- **Texto apresentado**:
A pandemia provocou uma série de mudanças coletivas e individuais nas sociedades de todo o mundo. Você acredita que alguns desses reflexos irão permanecer após o fim da crise?

Eu não sei se é adequado utilizar a palavra “acreditar”. Eu gostaria que muitas mudanças fossem incorporadas. Sabemos que o planeta não suporta mais o consumo desenfreado de bens e serviços. Uma redução/modificação de nossos padrões de consumo aconteceu nos últimos meses. Com as paralisações generalizadas, as emissões globais diárias de carbono caíram drasticamente em comparação ao ano passado. Mas assim que as restrições forem “afrouxadas”, voltaremos para onde estávamos? Possivelmente! Sem apreço pela incrível biodiversidade de nossos biomas. Sem políticas claras para conter o desmatamento; restaurar terras degradadas; melhorar a subsistência em comunidades rurais pobres; e reduzir as emissões de gases de efeito estufa, eu não consigo visualizar a permanência de reflexos após a crise. Pelo contrário, como pesquisadora, sei que o aquecimento global tornará ainda mais difícil a sobrevivência na Terra, maximizando as áreas de conflitos por recursos naturais.

- **Linhas fornecidas**:
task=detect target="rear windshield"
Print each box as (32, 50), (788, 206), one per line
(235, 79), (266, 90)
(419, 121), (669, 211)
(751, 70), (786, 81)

- **O que fazer**: Prossiga com o texto sobre a pandemia e o aquecimento global, começando depois da última frase apresentada.

- **Resposta**:
 

Para muitos dos nossos alunos de graduação, esta é certamente a principal crise sanitária pela qual passaram. Você acha que toda essa situação deixará marcas na formação dos novos profissionais de saúde?

Inegavelmente! Para alguns alunos e alunas, a pandemia torna tangível a relevância de suas áreas de atuação para o cuidado assistencial. Num momento como esse, como não valorizar os profissionais e as profissionais que atuam no frontline? Medicina, Enfermagem, Fisioterapia, Nutrição, Psicologia, Informática Biomédica, Biomedicina, Gestão em Saúde entre outros campos tão recrutados para mitigar os efeitos danosos da Covid-19. Outro efeito é o reconhecimento da importância das atividades presenciais (com afeto, engajamento e proatividade) e ocupação dos espaços públicos. Infelizmente, para algumas pessoas da comunidade acadêmica, as lembranças da pandemia serão acompanhadas por sofrimento e dor pela perda de entes queridos ou por sequelas orgânicas desencadeadas por eventuais adoecimentos.

 

Que mensagem você deixa para a comunidade universitária?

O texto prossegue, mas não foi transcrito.